— BEGIN EXTRACT —
02. Late Bihari devised and bequeathed his real and personal properties in the following manner as pleaded in paragraph 07 of the statement of claim:
7. THAT the Deceased in his last will dated the 22nd day of August,2006 bequeathed his property at Clause 3 as follows:-
I GIVE DEVISE AND BEQUEATH all my property both real and personal of whatsoever kind and nature and wheresoever situate at the time of death unto my trustee UPON TRUST:-
(a) To pay all my jus debts, funeral and testamentary expenses including all estate succession and other incidental duties and expenses in respect of my estate.
(b) To maintain my wife LILA WATI (father’s name Durga Prasad) her life interest or until her remarriage.
(c) To allow my wife to occupy the flat which she occupies at the time of my death for her lifetime or until her remarriage.
(d) To pay all rentals for my flat no. 2 on Crown Lease No. 9499 situate at Nasoso, Nadi to my wife LILA WATI.
(e) To transfer my Taxi Permit and Car No. LT 1252 to myson DAVENDRA PRASAD of Nasoso, Nadi.
(f) To pay to my wife LILA WATI all sums owing to me by my sons DHARMENDRA PRASAD AND DAVENDRA PRASAD at the time of my death.
(g) All the rest, remainder and residue of my estate to my son DHARMENDRA PRASAD absolutely.
— END EXTRACT —
— BEGIN RECORDS —
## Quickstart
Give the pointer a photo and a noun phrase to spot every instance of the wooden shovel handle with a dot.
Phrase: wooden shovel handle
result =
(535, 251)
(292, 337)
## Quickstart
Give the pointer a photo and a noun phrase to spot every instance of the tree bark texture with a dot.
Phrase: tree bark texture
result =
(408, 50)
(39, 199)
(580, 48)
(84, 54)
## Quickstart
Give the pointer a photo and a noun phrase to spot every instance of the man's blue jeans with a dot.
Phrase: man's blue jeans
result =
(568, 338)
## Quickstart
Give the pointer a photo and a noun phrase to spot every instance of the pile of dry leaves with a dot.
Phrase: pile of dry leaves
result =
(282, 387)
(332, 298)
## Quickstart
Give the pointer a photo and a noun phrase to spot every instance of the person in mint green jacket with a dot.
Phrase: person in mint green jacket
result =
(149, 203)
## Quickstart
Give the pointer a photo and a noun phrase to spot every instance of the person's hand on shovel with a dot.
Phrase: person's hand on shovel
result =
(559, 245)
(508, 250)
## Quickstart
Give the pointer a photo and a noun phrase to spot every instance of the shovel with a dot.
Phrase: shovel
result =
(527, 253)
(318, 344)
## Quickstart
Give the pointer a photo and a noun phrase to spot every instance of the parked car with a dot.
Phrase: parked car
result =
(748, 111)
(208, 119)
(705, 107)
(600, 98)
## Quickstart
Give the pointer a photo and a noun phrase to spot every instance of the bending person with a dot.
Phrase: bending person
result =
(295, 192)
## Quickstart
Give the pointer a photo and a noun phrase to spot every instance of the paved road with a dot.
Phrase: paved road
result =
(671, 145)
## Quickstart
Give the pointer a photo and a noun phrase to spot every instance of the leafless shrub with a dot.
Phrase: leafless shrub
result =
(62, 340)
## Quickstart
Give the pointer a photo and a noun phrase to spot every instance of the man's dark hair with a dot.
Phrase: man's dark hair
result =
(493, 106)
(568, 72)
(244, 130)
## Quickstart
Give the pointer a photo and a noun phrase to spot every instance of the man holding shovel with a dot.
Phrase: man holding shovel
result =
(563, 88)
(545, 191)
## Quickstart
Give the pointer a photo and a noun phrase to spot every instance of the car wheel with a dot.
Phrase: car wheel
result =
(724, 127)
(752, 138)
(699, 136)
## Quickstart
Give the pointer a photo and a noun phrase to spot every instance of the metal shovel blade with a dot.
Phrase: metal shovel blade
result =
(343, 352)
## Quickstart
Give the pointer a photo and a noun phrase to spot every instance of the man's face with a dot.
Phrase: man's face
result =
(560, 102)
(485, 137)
— END RECORDS —
▶ **PARTS OF THE EXERCISE**
[1] Answer these questions using the will excerpt:
(a) On what date was the last will made?
(b) What is the Crown Lease number for the flat whose rentals go to the wife?
(c) Who receives the Taxi Permit and the car?
[2] List every person named in the will excerpt.
[3] Print the passage of the will excerpt starting at "(d) To pay all" and ending at "of my death.".

▶ **THE RESPONSES**
[1]
(a) The 22nd day of August, 2006.
(b) Crown Lease No. 9499.
(c) His son Davendra Prasad of Nasoso, Nadi.

[2]
- Bihari
- Lila Wati
- Durga Prasad
- Davendra Prasad
- Dharmendra Prasad

[3]
(d) To pay all rentals for my flat no. 2 on Crown Lease No. 9499 situate at Nasoso, Nadi to my wife LILA WATI.
(e) To transfer my Taxi Permit and Car No. LT 1252 to myson DAVENDRA PRASAD of Nasoso, Nadi.
(f) To pay to my wife LILA WATI all sums owing to me by my sons DHARMENDRA PRASAD AND DAVENDRA PRASAD at the time of my death.